→ Assignment
Starting at the line that holds "of the textured", transcribe every line to the end of the data exactly; include no other lines.

(Stored dataset items)
* * *

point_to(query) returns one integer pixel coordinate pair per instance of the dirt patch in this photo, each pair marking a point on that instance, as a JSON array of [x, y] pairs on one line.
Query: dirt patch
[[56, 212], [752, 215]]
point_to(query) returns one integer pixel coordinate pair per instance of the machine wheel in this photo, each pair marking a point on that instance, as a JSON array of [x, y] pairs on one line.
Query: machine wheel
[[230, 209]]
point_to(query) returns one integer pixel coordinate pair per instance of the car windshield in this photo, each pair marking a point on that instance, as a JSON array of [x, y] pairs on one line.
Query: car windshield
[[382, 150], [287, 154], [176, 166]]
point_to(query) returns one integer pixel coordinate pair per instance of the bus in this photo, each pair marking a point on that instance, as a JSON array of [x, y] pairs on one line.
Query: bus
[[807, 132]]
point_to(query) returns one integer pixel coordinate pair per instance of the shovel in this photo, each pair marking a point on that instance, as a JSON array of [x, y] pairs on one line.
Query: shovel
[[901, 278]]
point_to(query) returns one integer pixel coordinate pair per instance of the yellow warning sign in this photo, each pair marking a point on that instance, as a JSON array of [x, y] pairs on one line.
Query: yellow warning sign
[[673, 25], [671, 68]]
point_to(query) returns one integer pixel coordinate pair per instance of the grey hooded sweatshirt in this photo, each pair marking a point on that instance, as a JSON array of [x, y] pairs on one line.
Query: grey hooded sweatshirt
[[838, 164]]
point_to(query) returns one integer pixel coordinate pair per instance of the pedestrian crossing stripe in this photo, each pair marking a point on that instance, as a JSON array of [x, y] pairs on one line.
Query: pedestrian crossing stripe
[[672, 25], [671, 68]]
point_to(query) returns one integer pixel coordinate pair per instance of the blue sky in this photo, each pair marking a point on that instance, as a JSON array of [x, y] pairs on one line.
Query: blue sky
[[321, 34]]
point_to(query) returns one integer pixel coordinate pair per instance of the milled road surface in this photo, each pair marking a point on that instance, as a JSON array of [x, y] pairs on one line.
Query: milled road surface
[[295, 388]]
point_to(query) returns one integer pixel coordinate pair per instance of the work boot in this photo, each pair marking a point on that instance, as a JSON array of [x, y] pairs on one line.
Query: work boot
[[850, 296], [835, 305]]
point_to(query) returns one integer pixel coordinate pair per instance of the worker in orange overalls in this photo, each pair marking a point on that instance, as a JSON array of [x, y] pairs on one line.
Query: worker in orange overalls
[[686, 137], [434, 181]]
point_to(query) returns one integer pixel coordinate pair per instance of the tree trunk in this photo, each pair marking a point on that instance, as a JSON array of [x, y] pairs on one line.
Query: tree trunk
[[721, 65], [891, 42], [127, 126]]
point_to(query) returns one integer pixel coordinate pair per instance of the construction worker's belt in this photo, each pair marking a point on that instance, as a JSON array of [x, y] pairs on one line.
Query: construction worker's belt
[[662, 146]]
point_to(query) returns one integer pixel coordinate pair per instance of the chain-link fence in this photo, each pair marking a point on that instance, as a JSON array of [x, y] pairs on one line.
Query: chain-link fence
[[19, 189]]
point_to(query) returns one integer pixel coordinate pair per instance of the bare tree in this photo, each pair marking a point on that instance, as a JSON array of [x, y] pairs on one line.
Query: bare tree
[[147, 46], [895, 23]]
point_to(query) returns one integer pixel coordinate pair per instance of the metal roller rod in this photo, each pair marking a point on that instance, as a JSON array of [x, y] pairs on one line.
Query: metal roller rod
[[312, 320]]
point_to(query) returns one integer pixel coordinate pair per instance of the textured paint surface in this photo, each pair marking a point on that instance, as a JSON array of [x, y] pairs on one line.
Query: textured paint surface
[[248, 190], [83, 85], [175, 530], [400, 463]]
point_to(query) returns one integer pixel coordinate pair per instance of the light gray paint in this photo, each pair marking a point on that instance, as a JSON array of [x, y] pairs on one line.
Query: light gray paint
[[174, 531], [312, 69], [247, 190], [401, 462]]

* * *

→ Response to this exercise
point_to(query) returns one integer pixel coordinate pair per instance of the textured paint surface in this photo, each pair marking a point on that instance, as a JSON array of [x, y] pairs on one line.
Query: textured paint surface
[[248, 190], [83, 85], [175, 530], [400, 463]]
point_to(query) returns one integer pixel coordinate pair per instance of the light gray paint in this photo, each pair marking a point on that instance, as a JSON array of [x, y] pairs on one line.
Query: light gray paint
[[174, 531], [312, 69], [247, 190], [401, 462]]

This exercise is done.